*** Opening of Document section ***

A: No. As of January 1, that won’t be allowed. You can’t be turned down, you can’t be charged more. So some healthy people will pay higher premiums to offset the cost of the sicker people paying less. But the whole idea of requiring most people to have coverage is to get more healthy people into the insurance pool to spread the risk more broadly.

Q: I’m currently employed part-time, and I pay for my own health insurance. It’s not through my employer. Am I eligible to participate in the exchanges, or to take advantage of the tax credits?

A: One of the biggest misconceptions about the exchanges is that they’re only for people who don’t have insurance. But the exchanges are open to everyone who buys their own insurance. There are about 14 million people in the individual insurance market now. They include people who work part-time and don’t qualify for benefits, people who are self-employed and or people who may have retired early and don’t qualify for Medicare yet.

It has been difficult to get insurance through the individual market, and it’s expensive. It’s considered the most dysfunctional part of the health insurance system, and a big part of building these exchanges has been an effort to fix that.

Q: How much will coverage under the new law cost?

*** Close of Document section ***

- What to work on:
• A. List the groups of people that the health insurance Q&A says make up the individual insurance market.
• B. From the health insurance Q&A, return the passage from "It has been" to "to fix that." word for word.
• C. Answer these questions using the health insurance Q&A:
(i) As of what date can a person no longer be turned down or charged more?
(ii) About how many people are in the individual insurance market now?
(iii) What is the individual market considered to be?

*** Opening of Dataset excerpt ***

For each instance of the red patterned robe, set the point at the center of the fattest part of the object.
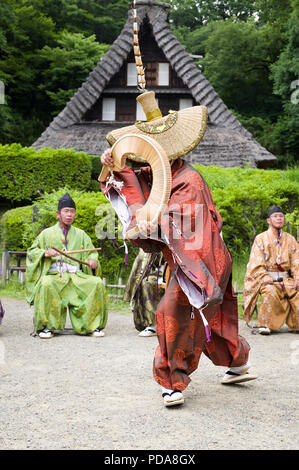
(190, 238)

*** Close of Dataset excerpt ***

- Results for each task:
• A.
- people who work part-time and don't qualify for benefits
- people who are self-employed
- people who may have retired early and don't qualify for Medicare yet

• B.
It has been difficult to get insurance through the individual market, and it’s expensive. It’s considered the most dysfunctional part of the health insurance system, and a big part of building these exchanges has been an effort to fix that.

• C.
(i) January 1
(ii) About 14 million
(iii) The most dysfunctional part of the health insurance system